WHAT YOU NEED TO DO: Where a line has odd spacing or punctuation, keep it; transcribe all the entries exactly.

THE DATA:
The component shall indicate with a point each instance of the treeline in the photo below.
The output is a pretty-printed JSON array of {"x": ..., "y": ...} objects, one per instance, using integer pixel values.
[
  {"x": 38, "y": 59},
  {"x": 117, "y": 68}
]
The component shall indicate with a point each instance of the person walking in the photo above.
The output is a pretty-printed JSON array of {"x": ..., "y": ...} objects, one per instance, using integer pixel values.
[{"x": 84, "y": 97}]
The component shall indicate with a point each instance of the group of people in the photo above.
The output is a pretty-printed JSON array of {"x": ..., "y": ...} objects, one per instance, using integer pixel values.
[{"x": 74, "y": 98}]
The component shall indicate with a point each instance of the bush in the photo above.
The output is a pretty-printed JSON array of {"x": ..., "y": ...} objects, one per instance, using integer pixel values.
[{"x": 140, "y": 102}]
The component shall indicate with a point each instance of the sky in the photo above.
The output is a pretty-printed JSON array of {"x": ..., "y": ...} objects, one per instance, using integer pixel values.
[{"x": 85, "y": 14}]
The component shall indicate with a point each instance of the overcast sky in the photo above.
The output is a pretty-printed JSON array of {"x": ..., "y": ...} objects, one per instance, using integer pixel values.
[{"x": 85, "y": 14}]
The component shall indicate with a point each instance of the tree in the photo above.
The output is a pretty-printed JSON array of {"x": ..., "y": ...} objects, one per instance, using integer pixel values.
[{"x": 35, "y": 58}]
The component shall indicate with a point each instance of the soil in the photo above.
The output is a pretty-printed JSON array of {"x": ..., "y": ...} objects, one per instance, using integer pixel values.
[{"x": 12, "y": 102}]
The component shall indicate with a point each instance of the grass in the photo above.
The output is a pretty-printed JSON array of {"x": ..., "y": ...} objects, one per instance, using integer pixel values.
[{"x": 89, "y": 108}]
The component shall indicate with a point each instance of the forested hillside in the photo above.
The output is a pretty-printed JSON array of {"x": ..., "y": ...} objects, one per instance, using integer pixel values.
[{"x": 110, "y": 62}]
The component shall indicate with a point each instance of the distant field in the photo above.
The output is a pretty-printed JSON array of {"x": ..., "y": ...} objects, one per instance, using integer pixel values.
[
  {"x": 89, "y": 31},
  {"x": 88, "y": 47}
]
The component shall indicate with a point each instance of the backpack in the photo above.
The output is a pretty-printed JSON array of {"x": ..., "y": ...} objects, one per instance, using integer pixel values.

EXERCISE OUTPUT:
The component shall indicate with a point each instance of the treeline in the photo below.
The output is a pretty-printed JSON array of {"x": ..., "y": ...} objects, one per instance, using integer pixel values.
[
  {"x": 38, "y": 59},
  {"x": 117, "y": 68}
]
The component shall indicate with a point each instance of the person walking in the photo above.
The output is a pretty-printed JSON array of {"x": ..., "y": ...} objects, one per instance, using integer pixel values.
[{"x": 84, "y": 97}]
The component shall indicate with a point each instance of the group of people in the photo above.
The output is a pretty-printed JSON array of {"x": ..., "y": ...} objects, one per instance, using integer pixel values.
[{"x": 74, "y": 98}]
The component shall indicate with a point each instance of the bush in the photo above.
The output is a pretty-printed JSON array of {"x": ..., "y": ...} objects, one per instance, using integer pixel values.
[{"x": 140, "y": 102}]
The component shall indicate with a point each instance of the sky in the photo above.
The output is a pretty-printed JSON array of {"x": ..., "y": ...} objects, one per instance, using integer pixel values.
[{"x": 85, "y": 14}]
The component shall indicate with a point each instance of the overcast sky in the photo above.
The output is a pretty-printed JSON array of {"x": ..., "y": ...} objects, one per instance, using integer pixel values.
[{"x": 85, "y": 14}]
The component shall indicate with a point each instance of the tree in the photo above.
The output is a pretty-printed JSON array of {"x": ..., "y": ...} objects, one per instance, using integer pixel values.
[{"x": 35, "y": 58}]
The component shall indicate with a point each instance of the soil in the photo above.
The output is a pretty-printed JSON array of {"x": ..., "y": ...} objects, one per instance, using integer pixel values.
[{"x": 12, "y": 102}]
The component shall indicate with a point each instance of the grass in the photo above.
The output is a pretty-printed JSON array of {"x": ..., "y": ...} objects, one per instance, using integer pixel values.
[{"x": 89, "y": 108}]
The component shall indicate with a point each instance of the forested hillside in the photo above.
The output is a pretty-printed JSON array of {"x": ..., "y": ...} objects, one per instance, using integer pixel values.
[{"x": 110, "y": 62}]
The component shall indicate with a point each instance of the distant field in the photo above.
The output is a pretty-printed JSON array of {"x": ..., "y": ...} objects, one per instance, using integer pixel values.
[
  {"x": 89, "y": 31},
  {"x": 88, "y": 47}
]
The component shall indicate with a point each instance of the backpack in the photo above.
The output is a pretty-printed JSON array of {"x": ..., "y": ...} objects, one per instance, using integer pixel values.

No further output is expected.